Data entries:
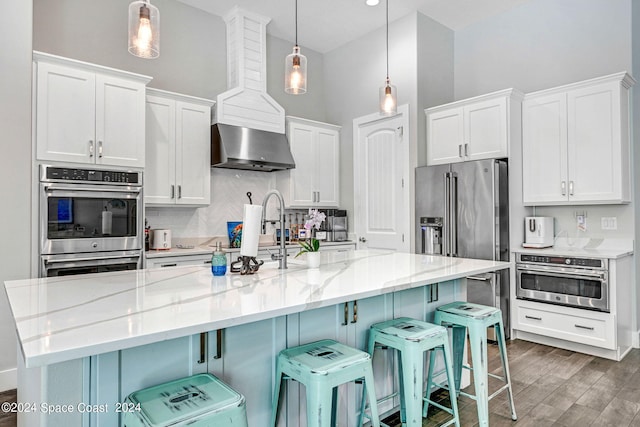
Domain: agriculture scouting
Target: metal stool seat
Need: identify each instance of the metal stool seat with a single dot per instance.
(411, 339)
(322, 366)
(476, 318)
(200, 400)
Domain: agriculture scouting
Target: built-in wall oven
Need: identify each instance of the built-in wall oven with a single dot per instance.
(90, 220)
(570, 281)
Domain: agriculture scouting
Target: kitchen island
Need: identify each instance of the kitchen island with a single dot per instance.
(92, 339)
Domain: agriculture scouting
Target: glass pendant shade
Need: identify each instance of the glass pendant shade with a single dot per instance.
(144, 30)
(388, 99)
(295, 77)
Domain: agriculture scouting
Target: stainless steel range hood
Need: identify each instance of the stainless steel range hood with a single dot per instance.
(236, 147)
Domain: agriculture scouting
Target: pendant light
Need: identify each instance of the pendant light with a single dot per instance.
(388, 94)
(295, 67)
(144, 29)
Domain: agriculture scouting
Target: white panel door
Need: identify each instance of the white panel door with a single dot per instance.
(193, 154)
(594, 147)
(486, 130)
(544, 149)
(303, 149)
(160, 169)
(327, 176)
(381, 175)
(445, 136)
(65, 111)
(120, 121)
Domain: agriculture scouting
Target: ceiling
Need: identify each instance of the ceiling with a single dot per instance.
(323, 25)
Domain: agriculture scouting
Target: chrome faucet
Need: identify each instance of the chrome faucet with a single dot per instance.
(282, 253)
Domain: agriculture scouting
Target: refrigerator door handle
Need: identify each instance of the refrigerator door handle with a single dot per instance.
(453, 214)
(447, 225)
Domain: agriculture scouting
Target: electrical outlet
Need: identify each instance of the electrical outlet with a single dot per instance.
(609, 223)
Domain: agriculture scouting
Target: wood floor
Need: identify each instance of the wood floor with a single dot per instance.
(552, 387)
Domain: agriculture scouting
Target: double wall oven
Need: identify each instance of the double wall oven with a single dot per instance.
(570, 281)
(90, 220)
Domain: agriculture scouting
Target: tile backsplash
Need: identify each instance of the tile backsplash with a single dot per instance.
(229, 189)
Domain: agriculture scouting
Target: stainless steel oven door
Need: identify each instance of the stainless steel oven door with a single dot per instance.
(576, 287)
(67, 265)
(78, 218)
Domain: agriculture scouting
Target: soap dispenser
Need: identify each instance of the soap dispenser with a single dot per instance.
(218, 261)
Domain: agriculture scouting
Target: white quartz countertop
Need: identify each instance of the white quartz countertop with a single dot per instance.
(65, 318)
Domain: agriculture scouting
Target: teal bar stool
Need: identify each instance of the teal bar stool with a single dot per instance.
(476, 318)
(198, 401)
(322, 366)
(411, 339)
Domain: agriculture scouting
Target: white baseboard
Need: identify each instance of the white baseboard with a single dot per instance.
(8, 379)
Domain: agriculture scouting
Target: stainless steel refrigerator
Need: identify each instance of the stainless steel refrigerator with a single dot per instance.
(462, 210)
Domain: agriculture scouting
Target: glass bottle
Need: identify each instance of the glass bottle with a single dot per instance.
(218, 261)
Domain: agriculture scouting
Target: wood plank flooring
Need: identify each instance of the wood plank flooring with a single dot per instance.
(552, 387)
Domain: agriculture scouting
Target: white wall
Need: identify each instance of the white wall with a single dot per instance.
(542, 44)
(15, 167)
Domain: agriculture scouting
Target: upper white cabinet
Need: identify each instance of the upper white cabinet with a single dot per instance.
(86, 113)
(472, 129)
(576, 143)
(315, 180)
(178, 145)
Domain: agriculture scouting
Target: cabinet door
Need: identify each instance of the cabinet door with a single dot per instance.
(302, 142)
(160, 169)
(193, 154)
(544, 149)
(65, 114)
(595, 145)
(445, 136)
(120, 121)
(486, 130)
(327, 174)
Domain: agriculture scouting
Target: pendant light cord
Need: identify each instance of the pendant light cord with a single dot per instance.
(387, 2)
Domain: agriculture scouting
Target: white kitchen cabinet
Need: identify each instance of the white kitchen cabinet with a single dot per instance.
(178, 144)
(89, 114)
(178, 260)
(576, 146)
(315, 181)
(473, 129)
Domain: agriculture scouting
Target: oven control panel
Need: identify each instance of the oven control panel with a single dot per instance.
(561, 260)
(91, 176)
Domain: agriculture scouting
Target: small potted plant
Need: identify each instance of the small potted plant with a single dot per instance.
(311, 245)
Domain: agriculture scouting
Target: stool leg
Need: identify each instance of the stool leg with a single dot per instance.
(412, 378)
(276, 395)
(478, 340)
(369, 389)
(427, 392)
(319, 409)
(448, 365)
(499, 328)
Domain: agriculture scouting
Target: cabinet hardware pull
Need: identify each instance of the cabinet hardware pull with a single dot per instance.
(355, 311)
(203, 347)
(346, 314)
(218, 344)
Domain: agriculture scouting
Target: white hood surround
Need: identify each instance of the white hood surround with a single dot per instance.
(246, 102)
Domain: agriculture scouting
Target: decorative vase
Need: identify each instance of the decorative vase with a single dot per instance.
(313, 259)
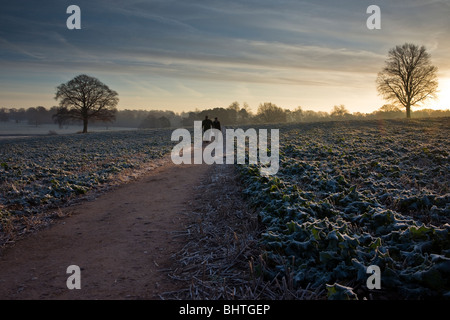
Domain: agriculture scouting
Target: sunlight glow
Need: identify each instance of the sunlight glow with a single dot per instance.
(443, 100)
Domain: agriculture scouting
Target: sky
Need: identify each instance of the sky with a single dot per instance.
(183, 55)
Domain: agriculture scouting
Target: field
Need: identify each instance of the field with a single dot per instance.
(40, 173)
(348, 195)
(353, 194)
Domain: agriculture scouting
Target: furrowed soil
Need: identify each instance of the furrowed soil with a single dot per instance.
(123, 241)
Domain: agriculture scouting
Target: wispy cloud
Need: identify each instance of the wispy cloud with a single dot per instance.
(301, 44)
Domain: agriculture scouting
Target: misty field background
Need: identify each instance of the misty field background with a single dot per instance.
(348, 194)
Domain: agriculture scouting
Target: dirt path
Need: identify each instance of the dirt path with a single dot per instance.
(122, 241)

TO DO: Could the entries above be restated word for word, with the pictures left out?

TASK SOLUTION:
Domain: agriculture scouting
Target: metal stool seat
Need: identify each instance of the metal stool seat with a single dot per instance.
(411, 339)
(322, 366)
(476, 318)
(200, 400)
Domain: agriculture scouting
Target: built-in wall oven
Need: identify each instance of the built-in wall oven with a single dot per instance.
(90, 220)
(570, 281)
Domain: agriculture scouting
Target: kitchen island
Need: identify each instance of the kitchen island with a single dot per instance.
(92, 339)
Domain: agriculture scouting
Target: glass pendant shade
Need: identify each instance of the glass pendant shade with a single dot per instance.
(144, 30)
(388, 99)
(295, 77)
Domain: agriculture scouting
Target: stainless steel range hood
Need: identify each instance of the stainless steel range hood with a single dot per instance.
(236, 147)
Domain: agriculture scouting
Target: pendant light
Need: identify each instance of the pendant light with a single dot per instance.
(388, 94)
(295, 67)
(144, 29)
Domain: agriculture scouting
Target: white panel door
Need: identify each instance of the white panel door with a single dot per instance.
(193, 154)
(594, 147)
(486, 130)
(544, 149)
(303, 149)
(160, 169)
(327, 176)
(381, 175)
(445, 136)
(65, 111)
(120, 121)
Domain: agriculture scouting
Target: ceiling
Need: identify each instance of the ceiling with a single dot per instance.
(323, 25)
Domain: agriculture scouting
Target: chrome faucet
Need: identify each instance of the chrome faucet with a single dot per instance.
(282, 253)
Domain: agriculture scouting
Target: refrigerator door handle
Need: identify each instance of the refrigerator door handle with a single dot per instance.
(453, 214)
(447, 225)
Domain: agriculture scouting
Target: electrical outlet
Need: identify each instance of the electrical outlet with a single dot per instance.
(609, 223)
Domain: agriculture scouting
Target: wood floor
Need: identify each instance of the wood floor with a single dot per instance.
(552, 387)
Domain: agriculture scouting
Target: double wall oven
Need: identify each instance of the double wall oven with a single dot per instance.
(570, 281)
(90, 220)
Domain: agriculture scouting
Target: tile backsplash
Need: identify each instance of the tile backsplash with a single dot per instance.
(229, 189)
Domain: agriculture scouting
Target: stainless steel oven door
Need: identify each instance of the stainless steel oven door with a single dot per instance.
(576, 287)
(67, 265)
(78, 218)
Domain: agriculture scouting
Target: soap dispenser
Need: identify each instance of the soap dispenser with a single dot per instance.
(218, 261)
Domain: agriculture scouting
Target: white quartz countertop
Need: identify each instance of the white quartz countertop with a single dot per instance.
(65, 318)
Domain: agriculture scouting
Target: teal bar stool
Need: identify each instance of the teal bar stool with a single dot per instance.
(476, 318)
(198, 401)
(322, 366)
(411, 339)
Domain: agriculture scouting
Target: white baseboard
Need: identify each instance of the white baseboard with a single dot per instance.
(8, 379)
Domain: agriculture scouting
Target: stainless steel refrigerator
Need: identify each instance of the stainless steel refrigerator with a single dot per instance.
(462, 210)
Domain: agriculture scouting
Target: glass bottle
Need: identify each instance of the glass bottle with a single dot per instance.
(218, 261)
Domain: agriculture scouting
Target: wood plank flooring
Need: identify each instance of the wood plank flooring with a single dot per instance.
(552, 387)
Domain: agriculture scouting
Target: white wall
Need: identify each instance of the white wall with a single dot per instance.
(542, 44)
(15, 167)
Domain: agriculture scouting
Target: upper white cabinet
Need: identify each instance of the upper white cabinet with a single dot per instance.
(86, 113)
(472, 129)
(576, 143)
(315, 180)
(178, 145)
Domain: agriculture scouting
Target: cabinet door
Need: identify each instance of the cabinet door with a single dot per instance.
(302, 142)
(160, 169)
(193, 154)
(544, 149)
(65, 114)
(595, 145)
(445, 136)
(120, 121)
(486, 130)
(327, 174)
Domain: agriculture scouting
Target: pendant light cord
Need: identify each instance of the pendant light cord with a single dot per instance.
(387, 2)
Domain: agriculture scouting
Target: white kitchen cabinet
Need: identify each instance of the white kitchen cabinet with a single dot per instance.
(178, 144)
(89, 114)
(178, 260)
(576, 146)
(315, 181)
(473, 129)
Domain: agriculture scouting
Target: oven control panel
Need: identify each instance of the oven control panel with a single dot per instance.
(561, 260)
(91, 176)
Domain: agriculture scouting
Target: small potted plant
Need: identify each instance of the small potted plant with a single dot per instance.
(311, 245)
Domain: agriculture scouting
Target: stool leg
Need: identify each instance of the stool leg with a single dot per instance.
(412, 378)
(276, 395)
(478, 340)
(369, 389)
(427, 392)
(319, 409)
(448, 365)
(499, 328)
Domain: agriculture scouting
Target: cabinet hardware pull
Need: identify each instance of the cabinet hardware pull with a single dot per instance.
(355, 311)
(203, 347)
(346, 314)
(218, 344)
Domain: agriculture scouting
Target: white hood surround
Need: identify each instance of the white hood surround with a single dot per instance.
(246, 102)
Domain: agriculture scouting
Target: decorative vase
Need: identify each instance of the decorative vase with a single dot per instance.
(313, 259)
Domain: agriculture scouting
Target: sunlight glow
Need: identify each instance of the sunlight glow with a single dot per instance.
(443, 100)
Domain: agriculture scouting
Target: sky
Need: identify each instance of the sky with a single dot per instance.
(183, 55)
Domain: agriculture scouting
Target: field
Need: identify each instance of the field with a single dot per instance.
(40, 173)
(348, 195)
(353, 194)
Domain: agriculture scouting
Target: furrowed soil
Need: identify each instance of the furrowed soil with a single dot per instance.
(123, 241)
Domain: agriculture scouting
Target: wispy cloud
Need: identify each instance of the wispy cloud with a single dot per instance.
(301, 44)
Domain: agriculture scouting
Target: misty field background
Need: identify each instance of the misty field background with a single dot per instance.
(348, 194)
Domain: agriculture scouting
Target: dirt path
Need: identify each instance of the dirt path with a single dot per instance.
(122, 241)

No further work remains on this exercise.